Top of Information

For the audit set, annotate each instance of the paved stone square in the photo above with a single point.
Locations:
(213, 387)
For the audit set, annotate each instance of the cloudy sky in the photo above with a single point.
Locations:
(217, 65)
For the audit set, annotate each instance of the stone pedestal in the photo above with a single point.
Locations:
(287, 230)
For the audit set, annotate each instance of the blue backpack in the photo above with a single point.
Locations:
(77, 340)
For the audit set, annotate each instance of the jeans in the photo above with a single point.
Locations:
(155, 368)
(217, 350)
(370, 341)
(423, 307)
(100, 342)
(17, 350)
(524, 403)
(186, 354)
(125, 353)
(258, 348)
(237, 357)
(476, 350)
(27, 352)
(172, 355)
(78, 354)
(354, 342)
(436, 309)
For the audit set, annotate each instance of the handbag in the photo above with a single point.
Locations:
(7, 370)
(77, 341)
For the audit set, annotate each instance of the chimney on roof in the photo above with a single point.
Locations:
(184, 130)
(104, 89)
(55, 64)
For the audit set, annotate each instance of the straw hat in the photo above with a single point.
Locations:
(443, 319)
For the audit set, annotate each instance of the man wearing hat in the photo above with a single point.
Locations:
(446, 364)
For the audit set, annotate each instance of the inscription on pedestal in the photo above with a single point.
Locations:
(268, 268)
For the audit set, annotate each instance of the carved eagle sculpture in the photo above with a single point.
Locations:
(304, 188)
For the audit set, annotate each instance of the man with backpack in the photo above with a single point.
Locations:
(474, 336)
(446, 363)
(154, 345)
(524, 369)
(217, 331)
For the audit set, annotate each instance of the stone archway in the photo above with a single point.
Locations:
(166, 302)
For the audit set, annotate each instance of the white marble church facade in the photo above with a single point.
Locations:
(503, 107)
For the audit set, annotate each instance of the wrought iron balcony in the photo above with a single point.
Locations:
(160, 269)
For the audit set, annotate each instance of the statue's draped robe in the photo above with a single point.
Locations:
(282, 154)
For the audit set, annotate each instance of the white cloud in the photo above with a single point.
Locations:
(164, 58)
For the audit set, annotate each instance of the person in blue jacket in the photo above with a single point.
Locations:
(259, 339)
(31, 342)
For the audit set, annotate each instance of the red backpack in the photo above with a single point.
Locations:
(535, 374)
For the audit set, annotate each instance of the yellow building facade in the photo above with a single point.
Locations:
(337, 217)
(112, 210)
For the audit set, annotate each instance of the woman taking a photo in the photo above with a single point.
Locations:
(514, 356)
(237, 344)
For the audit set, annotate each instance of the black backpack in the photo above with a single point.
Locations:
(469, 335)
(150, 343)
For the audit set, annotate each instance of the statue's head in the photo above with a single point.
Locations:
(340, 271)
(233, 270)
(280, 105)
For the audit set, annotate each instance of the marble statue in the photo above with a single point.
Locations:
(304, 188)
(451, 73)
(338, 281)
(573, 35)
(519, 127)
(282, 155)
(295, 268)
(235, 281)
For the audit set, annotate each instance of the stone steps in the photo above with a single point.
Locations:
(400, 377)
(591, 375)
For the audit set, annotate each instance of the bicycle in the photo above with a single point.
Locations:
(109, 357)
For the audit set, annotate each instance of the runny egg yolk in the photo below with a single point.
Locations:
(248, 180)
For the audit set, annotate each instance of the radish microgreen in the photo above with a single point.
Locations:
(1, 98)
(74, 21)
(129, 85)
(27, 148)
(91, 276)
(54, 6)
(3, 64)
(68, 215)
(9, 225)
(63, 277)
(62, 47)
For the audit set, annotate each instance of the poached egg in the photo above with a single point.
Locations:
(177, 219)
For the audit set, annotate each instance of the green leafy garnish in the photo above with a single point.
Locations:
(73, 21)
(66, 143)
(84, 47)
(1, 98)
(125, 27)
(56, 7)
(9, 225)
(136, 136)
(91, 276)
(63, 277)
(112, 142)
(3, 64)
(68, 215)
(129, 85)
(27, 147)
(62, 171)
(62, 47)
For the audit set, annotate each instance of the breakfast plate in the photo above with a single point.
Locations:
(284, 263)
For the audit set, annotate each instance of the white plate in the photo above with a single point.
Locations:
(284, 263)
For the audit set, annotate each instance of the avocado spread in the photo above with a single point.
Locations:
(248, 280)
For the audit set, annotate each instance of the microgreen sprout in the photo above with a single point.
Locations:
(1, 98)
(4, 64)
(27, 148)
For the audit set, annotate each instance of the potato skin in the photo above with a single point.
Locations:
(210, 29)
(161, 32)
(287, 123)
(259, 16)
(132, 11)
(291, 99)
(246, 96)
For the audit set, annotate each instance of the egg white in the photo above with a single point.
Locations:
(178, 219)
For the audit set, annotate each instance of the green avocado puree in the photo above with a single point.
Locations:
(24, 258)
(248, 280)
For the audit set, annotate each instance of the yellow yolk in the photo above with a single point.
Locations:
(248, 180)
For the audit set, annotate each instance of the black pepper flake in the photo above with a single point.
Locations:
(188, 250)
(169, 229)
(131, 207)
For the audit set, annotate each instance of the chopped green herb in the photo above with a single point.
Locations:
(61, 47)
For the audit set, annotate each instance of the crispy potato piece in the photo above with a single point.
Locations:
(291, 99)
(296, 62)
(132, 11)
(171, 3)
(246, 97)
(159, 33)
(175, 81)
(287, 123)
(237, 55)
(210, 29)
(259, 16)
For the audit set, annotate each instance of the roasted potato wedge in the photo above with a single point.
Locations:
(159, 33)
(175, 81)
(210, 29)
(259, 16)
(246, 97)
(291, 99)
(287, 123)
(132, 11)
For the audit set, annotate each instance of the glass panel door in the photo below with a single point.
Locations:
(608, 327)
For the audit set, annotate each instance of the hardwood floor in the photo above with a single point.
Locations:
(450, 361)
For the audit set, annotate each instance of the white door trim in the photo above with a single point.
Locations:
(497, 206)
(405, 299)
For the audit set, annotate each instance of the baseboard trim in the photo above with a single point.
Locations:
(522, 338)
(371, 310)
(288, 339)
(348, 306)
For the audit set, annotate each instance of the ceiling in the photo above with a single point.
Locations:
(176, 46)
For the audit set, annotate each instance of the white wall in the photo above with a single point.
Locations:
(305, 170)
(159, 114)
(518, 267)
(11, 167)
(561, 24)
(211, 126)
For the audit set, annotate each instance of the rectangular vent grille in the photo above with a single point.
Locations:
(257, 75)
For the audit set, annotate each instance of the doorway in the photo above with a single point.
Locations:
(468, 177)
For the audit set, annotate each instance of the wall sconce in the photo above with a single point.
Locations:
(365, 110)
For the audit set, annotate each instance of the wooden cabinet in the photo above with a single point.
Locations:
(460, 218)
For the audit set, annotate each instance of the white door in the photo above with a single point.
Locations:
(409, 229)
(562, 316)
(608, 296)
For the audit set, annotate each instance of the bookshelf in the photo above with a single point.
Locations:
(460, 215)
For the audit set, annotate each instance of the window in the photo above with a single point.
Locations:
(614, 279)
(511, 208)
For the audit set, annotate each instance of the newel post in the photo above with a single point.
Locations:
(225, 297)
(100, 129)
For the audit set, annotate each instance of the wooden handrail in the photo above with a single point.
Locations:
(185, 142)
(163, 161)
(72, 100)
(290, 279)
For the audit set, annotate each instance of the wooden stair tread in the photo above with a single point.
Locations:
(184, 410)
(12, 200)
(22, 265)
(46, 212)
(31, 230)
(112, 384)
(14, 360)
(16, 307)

Bottom of Information

__What you have to do__. Examine the listing line by line and give the number of lines where "avocado" occurs, with nothing added.

__Solution to this task__. 2